» **EXTRACT PROVIDED**:
○ ○ ○

22nd Governor of Bataan
- In office June 28, 1994 – June 30, 2004
- Vice Governor: Efren B. Pascual (1994–1995) Serafin Roman (1995–1998) Rogelio Roque (1998–2004)
- Preceded by: Enrique "Tet" Garcia
- Succeeded by: Enrique "Tet" Garcia
- In office March 26, 1986 – June 30, 1992
- Preceded by: Efren B. Pascual
- Succeeded by: Enrique "Tet" Garcia

Personal details
- Born: July 9, 1946 (age 79) Manila, Philippines
- Party: Nationalist People's Coalition
- Spouse: Carmencita Francisco Roman
- Children: Happy, Bai Soraya, Martina Alexandria, Martin Kristoffer, Martina Jean Victoria, Martin Leonardo Jr., and Martina Joaquin
- Profession: Politician

= Ding Roman =

Philippine politician

Leonardo "Ding" Banzon Roman (born July 9, 1946) is a Filipino politician who was the governor of the province of Bataan. He served the province as its governor for seventeen years from 1986 to 2004, having won a total of four gubernatorial elections following his appointment as officer-in-charge of Bataan during the Presidency of Corazon Aquino.

○ ○ ○

» **DATASET RECORDS**:
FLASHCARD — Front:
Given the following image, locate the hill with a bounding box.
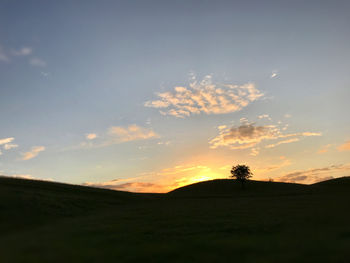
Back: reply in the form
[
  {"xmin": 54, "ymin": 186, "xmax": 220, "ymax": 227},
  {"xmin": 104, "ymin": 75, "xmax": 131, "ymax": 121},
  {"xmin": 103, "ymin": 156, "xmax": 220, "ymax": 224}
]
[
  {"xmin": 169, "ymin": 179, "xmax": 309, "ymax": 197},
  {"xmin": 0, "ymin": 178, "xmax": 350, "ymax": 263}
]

○ ○ ○

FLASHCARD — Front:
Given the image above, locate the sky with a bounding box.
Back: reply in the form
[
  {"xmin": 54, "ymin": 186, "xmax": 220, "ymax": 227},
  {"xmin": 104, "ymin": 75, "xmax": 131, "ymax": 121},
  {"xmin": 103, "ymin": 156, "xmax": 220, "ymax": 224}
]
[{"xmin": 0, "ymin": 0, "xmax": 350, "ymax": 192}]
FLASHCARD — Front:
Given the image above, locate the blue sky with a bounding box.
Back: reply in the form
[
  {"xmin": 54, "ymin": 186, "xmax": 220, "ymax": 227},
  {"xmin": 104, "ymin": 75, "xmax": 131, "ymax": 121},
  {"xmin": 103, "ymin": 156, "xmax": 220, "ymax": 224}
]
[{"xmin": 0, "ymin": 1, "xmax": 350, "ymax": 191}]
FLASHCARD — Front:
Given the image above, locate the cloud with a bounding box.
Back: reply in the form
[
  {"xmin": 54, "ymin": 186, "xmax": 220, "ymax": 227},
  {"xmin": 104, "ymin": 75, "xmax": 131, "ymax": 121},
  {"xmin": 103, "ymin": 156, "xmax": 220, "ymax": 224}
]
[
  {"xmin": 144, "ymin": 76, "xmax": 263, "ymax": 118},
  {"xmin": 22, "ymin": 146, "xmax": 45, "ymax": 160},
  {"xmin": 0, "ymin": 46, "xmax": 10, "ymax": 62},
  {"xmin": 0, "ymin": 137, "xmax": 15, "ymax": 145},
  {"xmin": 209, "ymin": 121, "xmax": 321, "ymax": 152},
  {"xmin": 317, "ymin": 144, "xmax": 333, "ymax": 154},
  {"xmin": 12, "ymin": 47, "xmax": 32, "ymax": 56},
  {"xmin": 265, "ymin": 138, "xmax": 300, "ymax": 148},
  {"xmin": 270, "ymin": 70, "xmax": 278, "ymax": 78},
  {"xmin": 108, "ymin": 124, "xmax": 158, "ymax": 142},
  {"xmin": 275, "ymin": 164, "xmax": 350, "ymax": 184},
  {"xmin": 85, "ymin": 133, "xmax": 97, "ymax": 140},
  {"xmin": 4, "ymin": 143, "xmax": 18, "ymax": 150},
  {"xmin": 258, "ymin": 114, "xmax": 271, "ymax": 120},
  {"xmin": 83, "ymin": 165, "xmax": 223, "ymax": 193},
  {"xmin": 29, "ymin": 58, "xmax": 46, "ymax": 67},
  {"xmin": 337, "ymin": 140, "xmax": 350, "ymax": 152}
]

○ ○ ○

» **EXERCISE OBJECTIVE**: Continue the biographical article on Ding Roman, the former governor of Bataan, picking up after its final sentence.

» **REPLY TO THE TASK**:
== Biography ==
Roman was born on July 9, 1946, in Manila to parents, Pablo Roman and Victoria Banzon Roman. His father, a former Bataan congressman, founded the first free trade zone in the Philippines called the Bataan Export Processing Zone (BEPZ), which paved the way for the construction of a Roman Superhighway from Dinalupihan to Mariveles. His surname, Roman, was first recognized in Bataan when his grandfather, Sotero, became Pilar's town official in the 1930s.

He attended secondary school at Letran College at Intramuros, Manila. He then took Bachelor of Science in Business Administration, Major in Marketing at Saint Joseph's University in Philadelphia, Pennsylvania, United States of America. Upon graduating college, he worked in the private sector for sixteen years before entering public service.

He is married to Carmencita Francisco Roman and has seven children. His eldest son, Atty. Martin Kristoffer "Kris" Roman, was appointed by President Rodrigo Duterte as assistant secretary at the Office of the President in 2017.

Roman is also the cousin of the late Representative Tony Roman, who is the father of Representative Geraldine Roman.

== Political career ==
Roman started his political career in 1980 when he became president of the Nacionalista Party. He opposed the imposition of martial law under Ferdinand Marcos.

In 1986, President Corazon C. Aquino appointed Roman as officer-in-charge (OIC) of the Governor's Office of the province of Bataan. Roman served as such until 1988. Thereafter, he was elected by popular vote as Bataan's Provincial Governor and served the said province as such from 1988 until 1992. In the 1992 elections, Roman lost to Enrique Garcia for the same position. Following a recall election against Garcia in 1993, Roman won and became the Governor of Bataan until 1995. After this term, Roman ran again for Bataan's Provincial Governor in the three consecutive elections of 1995, 1998 and 2001, winning each of them and serving the province as such until 2004.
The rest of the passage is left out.